_QUOTED PASSAGE:_
────────────────────────────────────────

There’s been an outcry from some patients who’ve participated in clinical trials of gene therapy for sickle cell disease that the world is not paying enough attention to fertility loss. The treatment involves having chemotherapy that is likely to make recipients sterile, so patients in the clinical trial were afforded reproductive supportive care. But that’s not something patients will necessarily have after the treatment is authorized unless they have good enough insurance and they know to ask for it. We’re not always thinking enough about how we can create a therapy that will be much more amenable to adoption later.

Also, patients sometimes feel taken advantage of. I was at a meeting of the International AIDS Society where a young man from Brazil protested a presentation about a long-acting antiretroviral therapy given by injection for HIV. He essentially said, “You came to our country, and you asked us to participate in your clinical trials, and we did. You gave us a taste of what life with long-acting antiretroviral therapy could look like. But as soon as you used our data to get your authorization in the U.S., you never made an attempt to negotiate with our government to actually bring this treatment to us.”

This is why the people affected by a disease need to be part of this — speaking up, asking questions, saying what they don’t like about the current trajectory of their disease and its treatment course or what’s not available to them. The sooner we learn how to have these conversations earlier in the development process, the more streamlined it will become.

The other article you co-authored for the series includes case studies of the state of gene therapy in several low- and middle-income countries. What was your goal for that article?

There are lots of different low- or middle-resource settings that are interested in and actively pursuing gene therapy at different levels. We focused on these six case studies because each is a country that has one of the highest burdens of disease globally for which a gene therapy has already received or is about to receive authorization in the U.S. and Europe. We have a moral obligation for those therapies to be accessible to the places in the world where the majority of the patients live, whatever it takes to get there.

The article is a call to action to say, “These countries have self-nominated, they want to be in the same place as the U.S. and Europe right now in terms of offering gene therapies, so can we fairly identify where they are in this trajectory and what support they could use? Here are the differences in their health care systems and how patients access that care. Here are the differences in the governance infrastructure. Here’s what has been done in terms of research and development of gene therapy locally. Here’s what has been done in terms of implementation of authorized therapies from high-income countries.” We’re also looking at, “Where are the difficulties?” This is what we call the translational gap.

────────────────────────────────────────

Dataset entries:
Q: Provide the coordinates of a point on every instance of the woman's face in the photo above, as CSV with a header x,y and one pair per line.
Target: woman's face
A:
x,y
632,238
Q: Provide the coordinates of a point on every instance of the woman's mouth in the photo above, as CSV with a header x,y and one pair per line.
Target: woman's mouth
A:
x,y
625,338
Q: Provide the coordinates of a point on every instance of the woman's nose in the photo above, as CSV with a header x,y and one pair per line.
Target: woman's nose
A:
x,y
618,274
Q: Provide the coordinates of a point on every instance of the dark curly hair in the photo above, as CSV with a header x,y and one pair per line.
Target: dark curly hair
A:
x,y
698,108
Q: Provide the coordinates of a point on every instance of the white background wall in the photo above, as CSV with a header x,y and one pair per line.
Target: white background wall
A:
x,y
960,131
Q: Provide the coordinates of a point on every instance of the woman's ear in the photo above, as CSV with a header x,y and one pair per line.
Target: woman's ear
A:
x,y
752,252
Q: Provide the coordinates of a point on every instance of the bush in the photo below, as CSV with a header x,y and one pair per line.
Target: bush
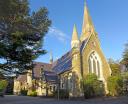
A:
x,y
63,94
3,85
24,92
115,85
92,86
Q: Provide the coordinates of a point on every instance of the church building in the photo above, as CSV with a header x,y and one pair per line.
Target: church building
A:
x,y
86,56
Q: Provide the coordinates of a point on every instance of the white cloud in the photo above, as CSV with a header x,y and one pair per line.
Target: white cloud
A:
x,y
60,35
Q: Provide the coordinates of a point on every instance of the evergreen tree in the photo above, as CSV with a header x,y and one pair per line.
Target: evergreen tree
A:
x,y
115,67
21,34
125,56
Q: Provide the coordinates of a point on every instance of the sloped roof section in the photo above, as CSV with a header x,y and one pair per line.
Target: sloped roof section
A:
x,y
22,78
39,67
63,64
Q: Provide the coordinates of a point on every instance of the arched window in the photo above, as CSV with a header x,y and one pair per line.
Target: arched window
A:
x,y
94,63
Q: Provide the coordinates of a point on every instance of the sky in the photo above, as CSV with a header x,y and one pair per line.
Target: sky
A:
x,y
110,19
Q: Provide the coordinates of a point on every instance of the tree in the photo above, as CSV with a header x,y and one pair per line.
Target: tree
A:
x,y
115,85
21,34
125,56
92,86
115,67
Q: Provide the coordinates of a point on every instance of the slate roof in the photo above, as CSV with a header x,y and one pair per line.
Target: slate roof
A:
x,y
50,77
22,78
83,44
59,66
63,64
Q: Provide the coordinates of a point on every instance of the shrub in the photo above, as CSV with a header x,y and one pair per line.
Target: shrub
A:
x,y
63,94
92,86
24,92
3,85
115,85
32,93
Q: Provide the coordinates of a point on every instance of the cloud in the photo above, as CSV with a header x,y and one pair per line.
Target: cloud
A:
x,y
60,35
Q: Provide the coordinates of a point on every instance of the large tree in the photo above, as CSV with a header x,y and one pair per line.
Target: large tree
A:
x,y
115,67
21,34
125,56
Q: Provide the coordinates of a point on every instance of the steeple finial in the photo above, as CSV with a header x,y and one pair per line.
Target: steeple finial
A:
x,y
75,40
75,34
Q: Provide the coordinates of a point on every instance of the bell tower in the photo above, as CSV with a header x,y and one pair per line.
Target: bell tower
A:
x,y
87,27
76,63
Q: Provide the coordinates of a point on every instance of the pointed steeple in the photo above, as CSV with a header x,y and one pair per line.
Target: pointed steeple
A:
x,y
87,24
75,40
75,34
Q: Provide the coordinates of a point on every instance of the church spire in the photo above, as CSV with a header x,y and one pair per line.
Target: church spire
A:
x,y
75,34
87,24
75,39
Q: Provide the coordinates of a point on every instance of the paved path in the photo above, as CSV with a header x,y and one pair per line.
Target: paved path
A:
x,y
37,100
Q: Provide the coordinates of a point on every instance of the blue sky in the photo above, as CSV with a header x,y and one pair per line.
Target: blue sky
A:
x,y
110,19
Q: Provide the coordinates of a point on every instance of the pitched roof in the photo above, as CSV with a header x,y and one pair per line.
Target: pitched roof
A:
x,y
63,64
50,77
22,78
39,66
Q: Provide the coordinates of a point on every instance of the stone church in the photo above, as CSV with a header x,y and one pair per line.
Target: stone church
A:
x,y
85,56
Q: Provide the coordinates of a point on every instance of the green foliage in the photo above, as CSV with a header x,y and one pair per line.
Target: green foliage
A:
x,y
92,86
3,85
21,34
125,56
115,85
63,94
23,92
32,93
115,67
125,83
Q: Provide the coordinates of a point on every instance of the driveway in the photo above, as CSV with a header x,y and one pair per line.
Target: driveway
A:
x,y
38,100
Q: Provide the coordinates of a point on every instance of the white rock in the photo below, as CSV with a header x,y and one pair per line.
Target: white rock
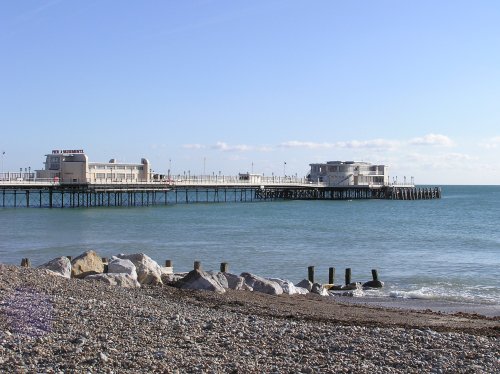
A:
x,y
87,263
287,286
122,266
301,290
220,278
235,282
263,285
148,270
115,279
319,289
305,283
59,266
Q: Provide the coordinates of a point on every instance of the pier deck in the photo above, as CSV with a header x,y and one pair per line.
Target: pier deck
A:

────────────────────────────────────────

_WHAT YOU ARE ASKED TO DO:_ In the text on gene therapy access, the quoted call to action introduces several items with "Here are" or "Here's." List each of them.

_TASK RESPONSE:_
- The differences in their health care systems and how patients access that care
- The differences in the governance infrastructure
- What has been done in terms of research and development of gene therapy locally
- What has been done in terms of implementation of authorized therapies from high-income countries